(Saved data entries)
━━━━━━

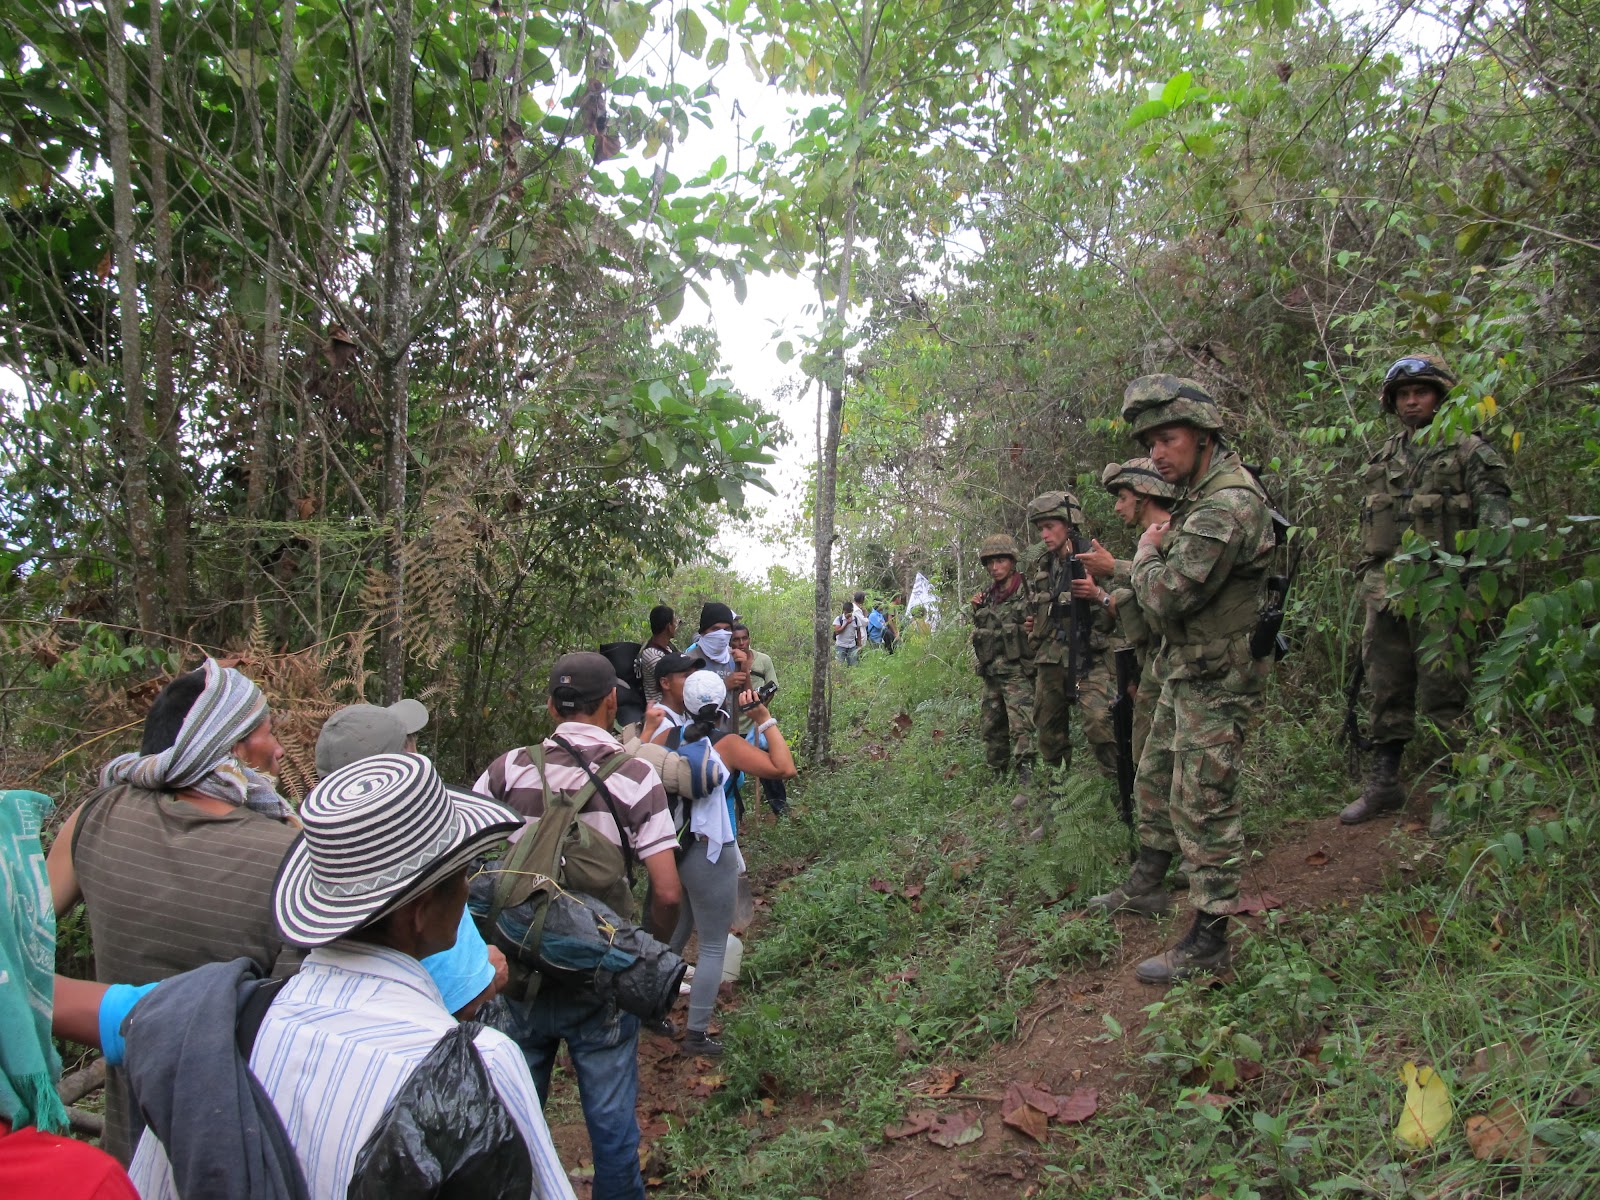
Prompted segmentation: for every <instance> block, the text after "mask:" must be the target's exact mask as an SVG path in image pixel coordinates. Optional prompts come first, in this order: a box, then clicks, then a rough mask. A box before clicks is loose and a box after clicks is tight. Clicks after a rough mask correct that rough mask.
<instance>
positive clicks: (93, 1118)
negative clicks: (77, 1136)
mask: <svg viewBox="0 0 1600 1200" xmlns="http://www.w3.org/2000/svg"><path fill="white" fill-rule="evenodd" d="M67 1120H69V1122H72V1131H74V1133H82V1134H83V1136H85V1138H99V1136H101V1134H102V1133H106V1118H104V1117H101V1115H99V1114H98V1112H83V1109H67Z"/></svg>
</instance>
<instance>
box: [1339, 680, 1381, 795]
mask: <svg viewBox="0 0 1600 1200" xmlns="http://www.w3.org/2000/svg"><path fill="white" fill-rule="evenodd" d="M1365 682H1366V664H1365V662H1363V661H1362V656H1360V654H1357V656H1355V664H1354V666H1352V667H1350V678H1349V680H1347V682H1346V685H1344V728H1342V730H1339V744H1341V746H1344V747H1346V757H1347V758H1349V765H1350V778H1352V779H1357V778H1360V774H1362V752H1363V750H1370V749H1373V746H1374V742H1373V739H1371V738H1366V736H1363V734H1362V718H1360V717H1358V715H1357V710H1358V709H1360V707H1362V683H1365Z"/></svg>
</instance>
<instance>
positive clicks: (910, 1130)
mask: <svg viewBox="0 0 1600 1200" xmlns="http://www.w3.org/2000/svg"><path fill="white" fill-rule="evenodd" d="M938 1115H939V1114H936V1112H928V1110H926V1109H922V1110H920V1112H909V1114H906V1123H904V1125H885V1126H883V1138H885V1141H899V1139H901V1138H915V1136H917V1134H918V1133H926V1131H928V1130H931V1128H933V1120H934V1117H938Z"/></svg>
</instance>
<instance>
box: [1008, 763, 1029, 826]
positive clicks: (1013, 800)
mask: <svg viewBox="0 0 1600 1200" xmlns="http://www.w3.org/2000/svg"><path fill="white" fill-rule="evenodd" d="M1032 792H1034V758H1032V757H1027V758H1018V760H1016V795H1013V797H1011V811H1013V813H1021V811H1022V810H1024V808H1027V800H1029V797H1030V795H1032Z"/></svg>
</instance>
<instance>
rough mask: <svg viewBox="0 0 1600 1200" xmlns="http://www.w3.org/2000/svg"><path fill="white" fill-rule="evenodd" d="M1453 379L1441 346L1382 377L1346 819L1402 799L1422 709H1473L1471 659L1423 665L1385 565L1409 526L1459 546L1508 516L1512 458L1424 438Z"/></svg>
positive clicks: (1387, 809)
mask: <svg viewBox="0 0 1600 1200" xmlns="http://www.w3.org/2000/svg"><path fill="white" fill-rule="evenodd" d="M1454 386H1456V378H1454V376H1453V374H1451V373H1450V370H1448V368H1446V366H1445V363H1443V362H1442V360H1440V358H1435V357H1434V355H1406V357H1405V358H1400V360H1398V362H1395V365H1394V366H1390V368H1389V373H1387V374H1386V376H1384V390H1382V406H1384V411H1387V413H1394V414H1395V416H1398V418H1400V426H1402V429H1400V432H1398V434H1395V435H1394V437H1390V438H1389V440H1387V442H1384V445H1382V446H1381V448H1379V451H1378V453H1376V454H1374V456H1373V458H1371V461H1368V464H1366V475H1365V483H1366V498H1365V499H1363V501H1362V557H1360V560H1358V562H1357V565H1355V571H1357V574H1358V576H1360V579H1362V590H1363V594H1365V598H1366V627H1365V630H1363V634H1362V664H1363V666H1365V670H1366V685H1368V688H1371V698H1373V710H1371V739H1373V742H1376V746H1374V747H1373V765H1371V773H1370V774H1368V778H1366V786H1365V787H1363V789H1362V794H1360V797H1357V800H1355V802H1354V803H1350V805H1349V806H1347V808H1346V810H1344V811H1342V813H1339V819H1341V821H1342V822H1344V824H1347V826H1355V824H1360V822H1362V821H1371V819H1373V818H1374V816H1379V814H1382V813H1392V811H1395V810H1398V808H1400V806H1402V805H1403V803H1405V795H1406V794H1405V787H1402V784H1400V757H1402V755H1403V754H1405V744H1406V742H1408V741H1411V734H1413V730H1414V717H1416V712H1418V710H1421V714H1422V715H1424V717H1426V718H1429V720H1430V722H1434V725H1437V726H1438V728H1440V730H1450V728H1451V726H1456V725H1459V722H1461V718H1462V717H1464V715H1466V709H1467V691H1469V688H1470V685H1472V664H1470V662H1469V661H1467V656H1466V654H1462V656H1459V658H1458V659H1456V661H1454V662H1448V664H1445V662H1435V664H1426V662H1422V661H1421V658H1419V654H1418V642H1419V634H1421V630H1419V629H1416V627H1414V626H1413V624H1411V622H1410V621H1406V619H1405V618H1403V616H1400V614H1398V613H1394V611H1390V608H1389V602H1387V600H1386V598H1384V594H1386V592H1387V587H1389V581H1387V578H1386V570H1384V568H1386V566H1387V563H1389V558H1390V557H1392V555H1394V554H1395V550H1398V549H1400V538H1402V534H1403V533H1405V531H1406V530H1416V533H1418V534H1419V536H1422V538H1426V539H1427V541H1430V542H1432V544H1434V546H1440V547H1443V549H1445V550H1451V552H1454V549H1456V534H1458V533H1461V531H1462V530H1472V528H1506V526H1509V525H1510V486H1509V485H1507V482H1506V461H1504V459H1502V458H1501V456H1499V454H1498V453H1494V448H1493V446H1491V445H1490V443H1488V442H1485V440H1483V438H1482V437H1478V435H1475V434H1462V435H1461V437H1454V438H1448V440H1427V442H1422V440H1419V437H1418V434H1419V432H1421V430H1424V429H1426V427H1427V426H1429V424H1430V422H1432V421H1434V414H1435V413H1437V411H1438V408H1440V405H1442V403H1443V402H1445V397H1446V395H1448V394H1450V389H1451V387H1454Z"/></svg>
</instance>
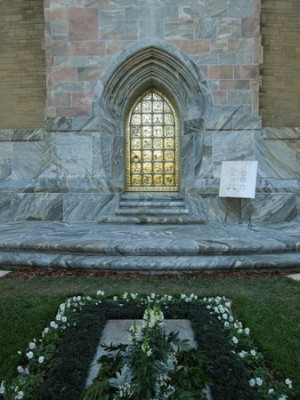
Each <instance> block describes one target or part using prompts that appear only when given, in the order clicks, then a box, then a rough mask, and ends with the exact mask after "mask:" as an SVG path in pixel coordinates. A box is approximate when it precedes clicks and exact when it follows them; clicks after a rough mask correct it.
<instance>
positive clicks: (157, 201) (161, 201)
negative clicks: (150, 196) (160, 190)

━━━━━━

* **What to produce**
Leave images out of the retyped records; keep all else exact.

* **Result below**
Prompted segmentation: for every <instance> block, the text after "mask:" must be the target's exact mask as an SVG path in image pixel coordinates. Optional prompts come first, in this order: a box, then clicks, then a rough mask. A box before clicks is loose and a box after clicks is tight. Clicks after a rough mask correct that rough mask.
<instance>
positive clicks: (93, 1118)
negative clicks: (77, 1136)
mask: <svg viewBox="0 0 1600 1200" xmlns="http://www.w3.org/2000/svg"><path fill="white" fill-rule="evenodd" d="M67 1120H69V1122H72V1131H74V1133H82V1134H83V1136H85V1138H99V1136H101V1134H102V1133H106V1118H104V1117H101V1115H99V1114H98V1112H83V1109H67Z"/></svg>
</instance>
<instance>
box: [1339, 680, 1381, 795]
mask: <svg viewBox="0 0 1600 1200" xmlns="http://www.w3.org/2000/svg"><path fill="white" fill-rule="evenodd" d="M1365 682H1366V664H1365V662H1363V661H1362V656H1360V654H1357V656H1355V664H1354V666H1352V667H1350V678H1349V680H1347V682H1346V685H1344V728H1342V730H1339V744H1341V746H1344V747H1346V757H1347V758H1349V765H1350V778H1352V779H1357V778H1360V774H1362V752H1363V750H1370V749H1373V746H1374V742H1373V739H1371V738H1366V736H1363V734H1362V718H1360V717H1358V715H1357V710H1358V709H1360V707H1362V683H1365Z"/></svg>
</instance>
<instance>
positive clicks: (910, 1130)
mask: <svg viewBox="0 0 1600 1200" xmlns="http://www.w3.org/2000/svg"><path fill="white" fill-rule="evenodd" d="M938 1115H939V1114H936V1112H928V1110H926V1109H922V1110H920V1112H909V1114H906V1123H904V1125H885V1126H883V1138H885V1141H899V1139H901V1138H915V1136H917V1134H918V1133H926V1131H928V1130H931V1128H933V1120H934V1117H938Z"/></svg>
</instance>
<instance>
box: [1008, 763, 1029, 826]
positive clicks: (1013, 800)
mask: <svg viewBox="0 0 1600 1200" xmlns="http://www.w3.org/2000/svg"><path fill="white" fill-rule="evenodd" d="M1032 792H1034V758H1032V757H1027V758H1018V760H1016V795H1013V797H1011V811H1013V813H1021V811H1022V810H1024V808H1027V800H1029V797H1030V795H1032Z"/></svg>
</instance>
<instance>
rough mask: <svg viewBox="0 0 1600 1200" xmlns="http://www.w3.org/2000/svg"><path fill="white" fill-rule="evenodd" d="M1453 379L1441 346L1382 377L1346 819L1402 799L1422 709H1473L1471 659L1423 665L1385 565L1409 526L1459 546L1508 516L1512 458L1424 438Z"/></svg>
positive clicks: (1387, 809)
mask: <svg viewBox="0 0 1600 1200" xmlns="http://www.w3.org/2000/svg"><path fill="white" fill-rule="evenodd" d="M1454 386H1456V378H1454V376H1453V374H1451V373H1450V370H1448V368H1446V366H1445V363H1443V362H1442V360H1440V358H1435V357H1434V355H1406V357H1405V358H1400V360H1398V362H1395V365H1394V366H1390V368H1389V373H1387V374H1386V376H1384V390H1382V406H1384V411H1387V413H1394V414H1395V416H1398V418H1400V426H1402V429H1400V432H1398V434H1395V435H1394V437H1390V438H1389V440H1387V442H1384V445H1382V446H1381V448H1379V451H1378V453H1376V454H1374V456H1373V458H1371V461H1368V464H1366V475H1365V483H1366V498H1365V499H1363V501H1362V557H1360V560H1358V562H1357V565H1355V571H1357V574H1358V576H1360V579H1362V590H1363V594H1365V598H1366V627H1365V630H1363V634H1362V664H1363V666H1365V670H1366V685H1368V688H1371V698H1373V710H1371V739H1373V742H1376V746H1374V747H1373V765H1371V773H1370V774H1368V778H1366V786H1365V787H1363V789H1362V794H1360V797H1357V800H1355V802H1354V803H1350V805H1349V806H1347V808H1346V810H1344V811H1342V813H1339V819H1341V821H1342V822H1344V824H1347V826H1355V824H1360V822H1362V821H1371V819H1373V818H1374V816H1379V814H1382V813H1392V811H1395V810H1398V808H1400V806H1402V805H1403V803H1405V795H1406V794H1405V787H1402V784H1400V757H1402V755H1403V754H1405V744H1406V742H1408V741H1411V734H1413V730H1414V717H1416V712H1418V710H1421V714H1422V715H1424V717H1426V718H1429V720H1430V722H1434V725H1437V726H1438V728H1440V730H1450V728H1451V726H1456V725H1459V722H1461V718H1462V717H1464V715H1466V709H1467V691H1469V688H1470V685H1472V664H1470V662H1469V661H1467V656H1466V654H1462V656H1459V658H1458V659H1456V661H1454V662H1448V664H1445V662H1435V664H1426V662H1422V661H1421V658H1419V654H1418V642H1419V634H1421V630H1419V629H1416V627H1414V626H1413V624H1411V622H1410V621H1406V619H1405V618H1403V616H1400V614H1398V613H1394V611H1390V608H1389V602H1387V600H1386V598H1384V594H1386V592H1387V587H1389V581H1387V578H1386V570H1384V568H1386V566H1387V563H1389V558H1390V557H1392V555H1394V554H1395V550H1398V549H1400V538H1402V534H1403V533H1405V531H1406V530H1416V533H1418V534H1419V536H1422V538H1426V539H1427V541H1430V542H1432V544H1434V546H1440V547H1443V549H1445V550H1451V552H1454V549H1456V534H1458V533H1461V531H1462V530H1472V528H1506V526H1509V525H1510V486H1509V485H1507V482H1506V461H1504V459H1502V458H1501V456H1499V454H1498V453H1494V448H1493V446H1491V445H1490V443H1488V442H1485V440H1483V438H1482V437H1478V435H1475V434H1462V435H1461V437H1454V438H1448V440H1427V442H1422V440H1419V437H1418V434H1419V432H1421V430H1424V429H1426V427H1427V426H1429V424H1430V422H1432V421H1434V414H1435V413H1437V411H1438V408H1440V405H1442V403H1443V402H1445V397H1446V395H1448V394H1450V389H1451V387H1454Z"/></svg>
</instance>
Each <instance> block describes one target or part using prompts that appear only when given, in the order clicks, then a box, then a rough mask, and ends with the exact mask after "mask:" as an SVG path in pixel coordinates. A box is approximate when it precedes clicks and exact when it follows them; clicks after a rough mask correct it.
<instance>
positive clicks: (157, 201) (161, 201)
negative clicks: (150, 196) (160, 190)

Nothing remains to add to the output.